--- Reading passage ---
......
The Company of the Dead

By David Kowalski

The Company of the Dead, a novel by David Kowalski
Book details

The 15th April 2012 marks a century after the RMS Titanic (operated by the White Star Line) sank after colliding with an iceberg during her maiden voyage from Southampton to New York. 1517 people died in those freezing waters.

It's as much a lesson in human arrogance as it is in maritime disasters (although it's still seen as one of the worst in history), over 2200 on board with only enough lifeboats for half of those people along with a recklessness borne of a feeling of invincibility, it was even touted as "unsinkable" prior to launch.

The Company of the Dead asks the question, if you could go back in time to try and prevent this disaster would you take the risk? In an alternative world where America is split between the Germans on the East and the Japanese on the West the cold war between those two nations is drawing to a close, the scarred and divided America will be the final battleground in a world distinctly different, yet disturbingly familiar to our own.
......
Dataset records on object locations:
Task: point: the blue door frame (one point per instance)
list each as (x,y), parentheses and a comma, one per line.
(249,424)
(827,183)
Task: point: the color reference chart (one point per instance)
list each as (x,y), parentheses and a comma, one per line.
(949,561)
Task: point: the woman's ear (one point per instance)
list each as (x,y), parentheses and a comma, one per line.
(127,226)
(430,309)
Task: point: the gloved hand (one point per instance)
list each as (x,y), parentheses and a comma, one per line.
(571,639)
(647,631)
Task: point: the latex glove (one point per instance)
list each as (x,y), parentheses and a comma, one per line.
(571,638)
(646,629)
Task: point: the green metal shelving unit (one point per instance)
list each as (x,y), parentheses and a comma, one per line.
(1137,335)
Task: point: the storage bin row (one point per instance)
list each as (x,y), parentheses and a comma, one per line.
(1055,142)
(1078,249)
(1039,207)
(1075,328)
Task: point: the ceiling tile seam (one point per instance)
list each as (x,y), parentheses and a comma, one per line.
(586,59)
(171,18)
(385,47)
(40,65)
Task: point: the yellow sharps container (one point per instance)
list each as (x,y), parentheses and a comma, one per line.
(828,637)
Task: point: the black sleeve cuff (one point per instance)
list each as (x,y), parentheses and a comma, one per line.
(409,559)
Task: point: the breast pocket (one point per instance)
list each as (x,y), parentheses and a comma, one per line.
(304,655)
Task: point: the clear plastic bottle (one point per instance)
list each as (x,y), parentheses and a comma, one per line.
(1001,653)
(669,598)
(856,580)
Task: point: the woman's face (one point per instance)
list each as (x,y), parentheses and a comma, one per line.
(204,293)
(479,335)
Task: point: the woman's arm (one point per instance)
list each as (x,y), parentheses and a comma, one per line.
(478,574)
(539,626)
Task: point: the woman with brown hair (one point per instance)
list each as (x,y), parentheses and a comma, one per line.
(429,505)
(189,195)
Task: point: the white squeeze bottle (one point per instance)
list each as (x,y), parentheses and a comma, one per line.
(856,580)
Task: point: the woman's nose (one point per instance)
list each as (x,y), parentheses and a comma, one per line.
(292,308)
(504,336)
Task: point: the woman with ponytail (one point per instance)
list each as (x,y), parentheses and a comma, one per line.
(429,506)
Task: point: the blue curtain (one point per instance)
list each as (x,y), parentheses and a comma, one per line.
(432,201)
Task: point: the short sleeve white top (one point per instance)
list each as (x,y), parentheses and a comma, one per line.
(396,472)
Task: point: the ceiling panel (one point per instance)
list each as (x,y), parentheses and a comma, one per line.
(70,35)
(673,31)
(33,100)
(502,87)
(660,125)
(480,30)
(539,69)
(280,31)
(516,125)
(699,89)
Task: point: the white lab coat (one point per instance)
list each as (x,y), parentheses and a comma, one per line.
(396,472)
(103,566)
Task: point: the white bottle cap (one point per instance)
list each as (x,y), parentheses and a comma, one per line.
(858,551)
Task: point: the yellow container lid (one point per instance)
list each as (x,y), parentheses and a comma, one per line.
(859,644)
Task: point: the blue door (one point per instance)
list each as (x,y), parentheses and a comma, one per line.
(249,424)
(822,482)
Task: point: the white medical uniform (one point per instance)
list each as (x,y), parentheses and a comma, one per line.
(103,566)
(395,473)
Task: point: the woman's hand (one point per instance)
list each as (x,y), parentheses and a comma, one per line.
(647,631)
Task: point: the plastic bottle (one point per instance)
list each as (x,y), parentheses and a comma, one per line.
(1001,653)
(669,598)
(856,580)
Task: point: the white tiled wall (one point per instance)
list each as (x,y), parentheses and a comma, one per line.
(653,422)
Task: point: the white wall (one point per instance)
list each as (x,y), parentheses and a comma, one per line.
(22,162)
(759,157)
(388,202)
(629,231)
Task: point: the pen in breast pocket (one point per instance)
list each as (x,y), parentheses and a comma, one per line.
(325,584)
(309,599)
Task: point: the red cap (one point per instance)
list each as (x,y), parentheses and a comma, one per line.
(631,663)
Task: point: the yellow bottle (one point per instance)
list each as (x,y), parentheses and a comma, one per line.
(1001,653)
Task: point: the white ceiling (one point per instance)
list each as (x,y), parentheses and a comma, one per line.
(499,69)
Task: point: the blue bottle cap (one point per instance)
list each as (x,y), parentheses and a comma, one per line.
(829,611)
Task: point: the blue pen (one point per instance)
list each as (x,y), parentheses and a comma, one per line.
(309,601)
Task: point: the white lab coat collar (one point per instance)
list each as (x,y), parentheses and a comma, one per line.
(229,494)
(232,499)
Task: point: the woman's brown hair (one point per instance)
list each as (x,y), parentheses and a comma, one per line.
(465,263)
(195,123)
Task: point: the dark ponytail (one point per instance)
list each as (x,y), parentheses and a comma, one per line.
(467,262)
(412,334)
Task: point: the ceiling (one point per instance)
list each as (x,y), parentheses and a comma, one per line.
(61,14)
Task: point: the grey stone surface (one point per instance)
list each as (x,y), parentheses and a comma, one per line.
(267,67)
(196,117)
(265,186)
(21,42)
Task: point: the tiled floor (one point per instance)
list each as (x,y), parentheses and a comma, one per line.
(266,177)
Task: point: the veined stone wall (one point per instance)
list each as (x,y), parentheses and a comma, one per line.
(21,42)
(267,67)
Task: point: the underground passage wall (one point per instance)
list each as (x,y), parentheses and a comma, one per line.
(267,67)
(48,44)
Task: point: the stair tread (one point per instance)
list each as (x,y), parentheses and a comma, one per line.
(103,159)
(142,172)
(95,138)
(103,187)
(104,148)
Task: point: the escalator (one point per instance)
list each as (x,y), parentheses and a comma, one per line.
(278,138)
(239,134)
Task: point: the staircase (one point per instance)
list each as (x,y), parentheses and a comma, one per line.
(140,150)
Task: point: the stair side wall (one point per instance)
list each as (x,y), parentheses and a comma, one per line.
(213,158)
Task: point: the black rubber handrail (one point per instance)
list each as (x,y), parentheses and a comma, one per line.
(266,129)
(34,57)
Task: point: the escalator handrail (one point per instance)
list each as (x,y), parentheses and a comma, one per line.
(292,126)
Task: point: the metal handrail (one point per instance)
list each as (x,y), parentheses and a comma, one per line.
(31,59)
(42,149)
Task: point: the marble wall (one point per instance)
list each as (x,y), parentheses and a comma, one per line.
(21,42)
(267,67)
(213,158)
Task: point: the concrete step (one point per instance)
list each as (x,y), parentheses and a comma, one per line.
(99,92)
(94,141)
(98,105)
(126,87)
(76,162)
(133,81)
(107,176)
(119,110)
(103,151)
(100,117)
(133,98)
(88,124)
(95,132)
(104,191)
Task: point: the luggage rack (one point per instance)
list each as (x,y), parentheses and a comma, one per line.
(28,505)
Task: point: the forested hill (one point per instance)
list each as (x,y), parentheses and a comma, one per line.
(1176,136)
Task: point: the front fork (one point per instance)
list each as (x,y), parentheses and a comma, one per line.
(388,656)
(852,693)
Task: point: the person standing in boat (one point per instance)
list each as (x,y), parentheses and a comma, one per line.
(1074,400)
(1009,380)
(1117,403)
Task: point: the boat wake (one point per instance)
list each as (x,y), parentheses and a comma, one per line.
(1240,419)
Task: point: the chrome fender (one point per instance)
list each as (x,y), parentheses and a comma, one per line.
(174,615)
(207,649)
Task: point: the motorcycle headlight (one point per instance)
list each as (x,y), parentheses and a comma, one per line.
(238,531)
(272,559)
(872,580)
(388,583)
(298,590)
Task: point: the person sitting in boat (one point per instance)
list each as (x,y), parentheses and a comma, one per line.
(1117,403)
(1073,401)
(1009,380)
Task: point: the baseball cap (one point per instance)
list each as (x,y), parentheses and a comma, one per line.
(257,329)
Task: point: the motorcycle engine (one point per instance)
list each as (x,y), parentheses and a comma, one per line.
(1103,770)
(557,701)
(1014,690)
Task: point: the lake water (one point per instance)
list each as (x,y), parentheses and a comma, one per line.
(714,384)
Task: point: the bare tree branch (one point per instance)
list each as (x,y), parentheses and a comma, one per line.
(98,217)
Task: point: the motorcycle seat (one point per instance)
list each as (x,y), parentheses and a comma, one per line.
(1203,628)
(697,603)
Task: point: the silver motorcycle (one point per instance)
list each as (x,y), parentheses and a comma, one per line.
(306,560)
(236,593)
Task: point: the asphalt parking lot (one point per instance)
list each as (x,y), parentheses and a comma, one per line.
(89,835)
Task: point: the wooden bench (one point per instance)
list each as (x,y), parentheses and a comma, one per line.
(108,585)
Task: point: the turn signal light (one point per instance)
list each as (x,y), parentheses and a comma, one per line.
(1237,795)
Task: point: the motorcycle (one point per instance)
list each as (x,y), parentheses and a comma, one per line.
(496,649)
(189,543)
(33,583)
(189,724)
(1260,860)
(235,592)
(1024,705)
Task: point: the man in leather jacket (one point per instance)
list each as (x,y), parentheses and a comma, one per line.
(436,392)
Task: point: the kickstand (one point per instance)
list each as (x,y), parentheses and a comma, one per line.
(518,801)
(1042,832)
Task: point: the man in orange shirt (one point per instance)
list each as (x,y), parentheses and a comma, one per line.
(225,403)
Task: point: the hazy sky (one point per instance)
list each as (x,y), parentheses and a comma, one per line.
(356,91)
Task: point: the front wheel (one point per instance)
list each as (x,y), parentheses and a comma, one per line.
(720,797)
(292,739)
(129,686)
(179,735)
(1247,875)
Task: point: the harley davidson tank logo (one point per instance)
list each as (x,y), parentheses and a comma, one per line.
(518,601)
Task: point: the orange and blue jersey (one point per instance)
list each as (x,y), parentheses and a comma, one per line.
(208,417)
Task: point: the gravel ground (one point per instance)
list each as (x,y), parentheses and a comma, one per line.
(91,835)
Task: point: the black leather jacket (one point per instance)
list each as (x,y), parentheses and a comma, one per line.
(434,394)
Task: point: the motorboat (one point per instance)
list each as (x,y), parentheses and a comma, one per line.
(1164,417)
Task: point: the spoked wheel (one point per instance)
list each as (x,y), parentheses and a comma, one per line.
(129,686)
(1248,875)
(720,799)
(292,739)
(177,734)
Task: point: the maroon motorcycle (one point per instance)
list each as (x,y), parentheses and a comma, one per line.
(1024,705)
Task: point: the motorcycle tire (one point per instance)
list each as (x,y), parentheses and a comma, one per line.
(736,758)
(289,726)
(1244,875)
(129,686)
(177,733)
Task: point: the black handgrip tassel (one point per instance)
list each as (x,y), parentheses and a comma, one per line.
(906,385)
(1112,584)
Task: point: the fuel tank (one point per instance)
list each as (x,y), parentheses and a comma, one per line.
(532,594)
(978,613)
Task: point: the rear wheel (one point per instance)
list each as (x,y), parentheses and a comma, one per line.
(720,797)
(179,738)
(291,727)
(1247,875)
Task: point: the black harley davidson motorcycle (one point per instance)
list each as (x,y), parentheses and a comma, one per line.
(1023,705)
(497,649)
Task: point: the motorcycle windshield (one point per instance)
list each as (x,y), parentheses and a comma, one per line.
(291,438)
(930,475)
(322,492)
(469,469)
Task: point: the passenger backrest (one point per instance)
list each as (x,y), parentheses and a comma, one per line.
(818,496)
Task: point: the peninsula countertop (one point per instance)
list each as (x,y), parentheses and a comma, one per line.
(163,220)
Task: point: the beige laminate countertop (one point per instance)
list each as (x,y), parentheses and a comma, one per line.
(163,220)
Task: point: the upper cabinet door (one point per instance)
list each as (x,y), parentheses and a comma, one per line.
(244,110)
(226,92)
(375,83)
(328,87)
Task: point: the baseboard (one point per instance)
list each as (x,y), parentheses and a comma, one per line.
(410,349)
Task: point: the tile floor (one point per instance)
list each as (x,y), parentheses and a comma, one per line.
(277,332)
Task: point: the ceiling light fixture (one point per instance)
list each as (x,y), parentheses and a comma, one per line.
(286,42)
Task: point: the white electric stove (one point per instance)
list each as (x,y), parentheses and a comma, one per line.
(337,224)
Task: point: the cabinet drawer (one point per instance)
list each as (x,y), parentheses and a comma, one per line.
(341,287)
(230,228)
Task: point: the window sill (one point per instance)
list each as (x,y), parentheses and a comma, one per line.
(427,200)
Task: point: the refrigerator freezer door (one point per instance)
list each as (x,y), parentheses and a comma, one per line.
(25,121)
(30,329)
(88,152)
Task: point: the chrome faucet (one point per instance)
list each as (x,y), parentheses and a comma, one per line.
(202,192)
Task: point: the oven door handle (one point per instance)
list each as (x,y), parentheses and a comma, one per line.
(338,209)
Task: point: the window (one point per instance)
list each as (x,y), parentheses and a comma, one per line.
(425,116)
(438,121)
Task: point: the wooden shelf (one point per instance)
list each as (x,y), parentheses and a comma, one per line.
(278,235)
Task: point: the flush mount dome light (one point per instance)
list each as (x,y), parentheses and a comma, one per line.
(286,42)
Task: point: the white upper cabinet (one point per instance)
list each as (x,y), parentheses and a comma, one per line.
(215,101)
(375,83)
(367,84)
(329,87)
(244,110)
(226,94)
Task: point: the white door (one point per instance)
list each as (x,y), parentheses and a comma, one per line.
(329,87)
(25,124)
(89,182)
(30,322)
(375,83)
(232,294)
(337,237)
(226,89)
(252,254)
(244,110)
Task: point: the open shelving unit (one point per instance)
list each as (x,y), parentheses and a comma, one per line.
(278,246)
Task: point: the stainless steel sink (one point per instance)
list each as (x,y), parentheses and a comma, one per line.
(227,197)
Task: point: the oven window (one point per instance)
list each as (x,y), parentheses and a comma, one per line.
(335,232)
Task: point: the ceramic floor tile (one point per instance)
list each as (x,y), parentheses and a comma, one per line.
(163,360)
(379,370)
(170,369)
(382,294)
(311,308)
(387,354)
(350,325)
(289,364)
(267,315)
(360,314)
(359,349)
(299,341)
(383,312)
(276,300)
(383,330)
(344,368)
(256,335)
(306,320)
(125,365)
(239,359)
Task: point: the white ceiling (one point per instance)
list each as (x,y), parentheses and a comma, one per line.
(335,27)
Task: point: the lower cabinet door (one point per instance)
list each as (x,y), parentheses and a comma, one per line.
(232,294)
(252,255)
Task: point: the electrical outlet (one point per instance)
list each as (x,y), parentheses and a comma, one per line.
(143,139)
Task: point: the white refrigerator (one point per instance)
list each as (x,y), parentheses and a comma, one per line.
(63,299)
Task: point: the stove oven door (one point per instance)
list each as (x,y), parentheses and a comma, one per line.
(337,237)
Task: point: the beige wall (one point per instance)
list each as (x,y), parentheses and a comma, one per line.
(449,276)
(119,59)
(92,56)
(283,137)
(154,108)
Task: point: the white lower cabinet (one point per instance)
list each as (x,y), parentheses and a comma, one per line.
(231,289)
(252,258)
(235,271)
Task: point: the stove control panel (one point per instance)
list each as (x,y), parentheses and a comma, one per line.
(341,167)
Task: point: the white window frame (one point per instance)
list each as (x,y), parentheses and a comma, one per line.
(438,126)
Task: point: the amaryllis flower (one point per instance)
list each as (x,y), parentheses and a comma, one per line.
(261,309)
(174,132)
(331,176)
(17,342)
......
--- Task A ---
Gather every line of the listing that contains the word "floor".
--- Task B ---
Resume the book description of The Company of the Dead after its final sentence.
The book description and the listing were taken from unrelated sources.

--- Task answer A ---
Task: point: the tiled floor (one point per instance)
Task: point: the tile floor (one point per instance)
Task: point: the ceramic floor tile (one point per instance)

--- Task answer B ---
Six people have the means to avert the apocalypse. Welcome to the secret history of the 20th Century.

Philip K Dick first wrote of an alternative America that was split between the Germans and the Japanese in his seminal work The Man in the High Castle but the world of The Company of the Dead shares little similarities to that world. Mix in a little time-travel - which splits the story between the present day and the past 100 years previous - along with a rich alternative world and we have a unique tapestry upon with the story is drawn.

The writing is tense, confident and pacy while the story itself is involving and very much action packed with descriptive verse and a real depth. Despite weighing in at over 700 pages the book reads surprisingly easy, helped by the authors talent to spin a good story and the short chapter structure.

The characters that populate this world are incredibly well drawn, rather than recreate the real historical figures the author has gone to the trouble of creating his own people who really do live and breathe their respective parts, weaving around this complex and emotive story. The time travel device is used very effectively, we don't get mired down in over complicated paradox explanations but instead there are elements that are almost fantasy in nature and a leaning towards predestination over free-will.

The Company of the Dead is an intelligent, considered novel with an action-packed story complete with a powerful ending, recommended.

Written on 23rd March 2012 by .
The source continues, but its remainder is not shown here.